(Beginning of SUPPLIED MATERIAL)
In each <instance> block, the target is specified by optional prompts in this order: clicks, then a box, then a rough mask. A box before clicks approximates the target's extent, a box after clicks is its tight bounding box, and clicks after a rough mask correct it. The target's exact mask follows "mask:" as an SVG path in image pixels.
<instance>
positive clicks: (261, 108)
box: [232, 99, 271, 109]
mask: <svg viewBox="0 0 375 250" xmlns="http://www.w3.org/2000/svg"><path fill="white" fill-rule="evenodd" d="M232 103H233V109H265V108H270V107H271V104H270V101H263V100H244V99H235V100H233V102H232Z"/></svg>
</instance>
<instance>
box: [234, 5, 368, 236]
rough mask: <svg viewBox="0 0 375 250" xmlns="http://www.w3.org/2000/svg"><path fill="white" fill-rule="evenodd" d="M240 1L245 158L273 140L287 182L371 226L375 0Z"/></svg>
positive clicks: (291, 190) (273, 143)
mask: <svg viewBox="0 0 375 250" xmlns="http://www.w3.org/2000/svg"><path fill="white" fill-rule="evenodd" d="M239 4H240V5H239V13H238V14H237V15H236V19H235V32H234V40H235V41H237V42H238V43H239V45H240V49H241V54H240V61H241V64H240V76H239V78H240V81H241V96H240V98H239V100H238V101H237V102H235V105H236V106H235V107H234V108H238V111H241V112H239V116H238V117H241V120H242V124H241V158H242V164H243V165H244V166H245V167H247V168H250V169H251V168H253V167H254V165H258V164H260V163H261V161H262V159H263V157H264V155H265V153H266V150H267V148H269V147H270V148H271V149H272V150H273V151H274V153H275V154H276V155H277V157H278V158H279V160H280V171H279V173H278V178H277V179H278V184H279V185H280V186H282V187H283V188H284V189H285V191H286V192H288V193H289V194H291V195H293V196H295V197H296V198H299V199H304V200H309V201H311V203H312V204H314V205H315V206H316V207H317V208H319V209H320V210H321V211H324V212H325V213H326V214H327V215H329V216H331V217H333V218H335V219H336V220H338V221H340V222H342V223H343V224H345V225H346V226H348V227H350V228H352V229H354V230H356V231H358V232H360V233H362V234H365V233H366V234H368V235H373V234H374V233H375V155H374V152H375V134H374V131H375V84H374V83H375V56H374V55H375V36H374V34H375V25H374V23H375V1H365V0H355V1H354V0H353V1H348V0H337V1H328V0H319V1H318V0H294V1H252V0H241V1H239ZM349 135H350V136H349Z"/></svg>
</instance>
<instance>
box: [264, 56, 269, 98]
(End of SUPPLIED MATERIAL)
(Beginning of SUPPLIED MATERIAL)
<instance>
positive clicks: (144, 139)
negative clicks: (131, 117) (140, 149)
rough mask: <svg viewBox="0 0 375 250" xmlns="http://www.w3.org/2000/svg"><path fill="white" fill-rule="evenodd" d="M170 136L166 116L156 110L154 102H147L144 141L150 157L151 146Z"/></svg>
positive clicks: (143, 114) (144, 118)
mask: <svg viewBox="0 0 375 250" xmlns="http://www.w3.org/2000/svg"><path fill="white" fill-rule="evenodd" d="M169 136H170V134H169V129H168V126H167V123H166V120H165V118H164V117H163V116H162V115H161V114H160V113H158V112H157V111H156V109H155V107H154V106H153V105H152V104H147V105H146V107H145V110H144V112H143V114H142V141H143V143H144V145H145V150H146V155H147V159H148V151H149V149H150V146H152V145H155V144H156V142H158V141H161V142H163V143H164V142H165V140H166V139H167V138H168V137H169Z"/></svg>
(End of SUPPLIED MATERIAL)
Format the lines between the one holding "In each <instance>" and the one holding "box: [232, 99, 271, 109]", inclusive, as a JSON list of strings with one string per line and blank lines left out.

* **YOUR SOLUTION**:
[
  "In each <instance> block, the target is specified by optional prompts in this order: clicks, then a box, then a rough mask. A box before clicks approximates the target's extent, a box after clicks is its tight bounding box, and clicks after a rough mask correct it. The target's exact mask follows \"mask:\" as an SVG path in image pixels.",
  "<instance>",
  "positive clicks: (261, 108)",
  "box: [232, 99, 271, 109]"
]